Please return each entry in the listing exactly.

>>>>

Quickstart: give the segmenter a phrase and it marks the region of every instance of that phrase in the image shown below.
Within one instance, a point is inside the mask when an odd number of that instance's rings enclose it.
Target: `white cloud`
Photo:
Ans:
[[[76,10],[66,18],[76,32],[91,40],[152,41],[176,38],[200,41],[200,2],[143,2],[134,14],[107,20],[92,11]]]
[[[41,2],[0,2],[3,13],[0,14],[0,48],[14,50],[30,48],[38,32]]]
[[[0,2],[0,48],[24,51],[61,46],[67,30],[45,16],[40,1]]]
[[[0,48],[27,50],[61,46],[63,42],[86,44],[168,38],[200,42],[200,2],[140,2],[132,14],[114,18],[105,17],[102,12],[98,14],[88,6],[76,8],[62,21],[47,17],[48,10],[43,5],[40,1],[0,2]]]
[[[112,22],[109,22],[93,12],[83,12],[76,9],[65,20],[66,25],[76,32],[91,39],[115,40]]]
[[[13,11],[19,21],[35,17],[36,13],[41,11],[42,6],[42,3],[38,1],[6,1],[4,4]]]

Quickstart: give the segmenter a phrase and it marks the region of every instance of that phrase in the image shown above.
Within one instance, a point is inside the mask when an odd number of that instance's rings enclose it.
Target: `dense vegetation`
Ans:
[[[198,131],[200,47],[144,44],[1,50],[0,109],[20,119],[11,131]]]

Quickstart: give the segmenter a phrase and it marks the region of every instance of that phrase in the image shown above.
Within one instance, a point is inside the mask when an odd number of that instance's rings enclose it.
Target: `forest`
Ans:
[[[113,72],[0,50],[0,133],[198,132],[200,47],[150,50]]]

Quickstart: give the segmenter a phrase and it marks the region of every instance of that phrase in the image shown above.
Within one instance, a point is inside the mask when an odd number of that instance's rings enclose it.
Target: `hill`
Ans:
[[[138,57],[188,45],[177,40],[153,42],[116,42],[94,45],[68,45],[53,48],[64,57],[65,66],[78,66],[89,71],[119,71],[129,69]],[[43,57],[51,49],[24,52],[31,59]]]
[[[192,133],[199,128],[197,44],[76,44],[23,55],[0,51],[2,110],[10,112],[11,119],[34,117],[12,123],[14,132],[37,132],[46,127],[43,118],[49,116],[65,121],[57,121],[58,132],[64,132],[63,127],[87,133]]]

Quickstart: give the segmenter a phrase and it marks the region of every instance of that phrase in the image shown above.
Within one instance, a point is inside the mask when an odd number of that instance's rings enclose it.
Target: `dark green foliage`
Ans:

<<<<

◆ **Completed task**:
Quickstart: give the segmenter a phrase and it marks the region of every instance of that phrase in the image shown below.
Within one instance, a point is inside the mask when an odd number of that instance's rings enclose it.
Target: `white cloud`
Photo:
Ans:
[[[76,10],[66,18],[76,32],[91,40],[152,41],[176,38],[200,41],[200,2],[143,2],[134,14],[107,20],[92,11]]]
[[[41,2],[0,2],[3,13],[0,14],[0,48],[14,50],[30,48],[38,32]]]
[[[0,2],[0,48],[24,51],[61,46],[67,30],[45,16],[40,1]]]
[[[0,48],[27,50],[61,46],[63,42],[86,44],[168,38],[200,42],[200,2],[140,2],[132,14],[114,18],[105,17],[102,12],[98,14],[88,6],[76,8],[62,21],[47,17],[48,10],[43,5],[40,1],[0,2]]]
[[[112,22],[109,22],[93,12],[83,12],[76,9],[65,20],[66,25],[76,32],[91,39],[115,40]]]
[[[13,11],[19,21],[35,17],[36,13],[41,11],[42,6],[42,3],[38,1],[6,1],[4,4]]]

Quickstart: give the segmenter a phrase and it marks the region of every instance of that phrase in the image shown above.
Within one instance, a point is inside the mask when an odd number of that instance's rings enclose it.
Target: `dense vegetation`
Ans:
[[[198,131],[200,47],[144,44],[1,50],[0,109],[20,119],[11,131]]]

Quickstart: give the segmenter a phrase and it marks the region of every instance of that phrase in the image shown above.
Within one instance, a point is inside the mask when an odd number of that instance's rings enclose it.
Target: `forest`
Ans:
[[[113,72],[0,50],[0,133],[198,132],[200,47],[150,50]]]

Quickstart: give the segmenter a phrase and it marks the region of every instance of that phrase in the image shown above.
Within one instance, a point is inside the mask when an odd number of that instance's rings enclose it.
Target: `hill`
Ans:
[[[138,57],[188,45],[177,40],[153,42],[116,42],[94,45],[68,45],[53,48],[64,57],[65,66],[78,66],[89,71],[119,71],[129,69]],[[43,57],[51,49],[24,52],[31,59]]]
[[[192,133],[199,128],[197,44],[76,44],[23,55],[0,51],[2,110],[10,112],[11,119],[34,117],[12,123],[14,132],[37,132],[46,127],[43,118],[49,116],[65,121],[57,121],[58,132],[64,132],[63,127],[87,133]]]

Quickstart: give the segmenter a phrase and it marks the region of every instance of that phrase in the image shown above.
Within one instance, a point is inside the mask when an odd number of that instance's rings enclose it.
Target: `dark green foliage`
Ans:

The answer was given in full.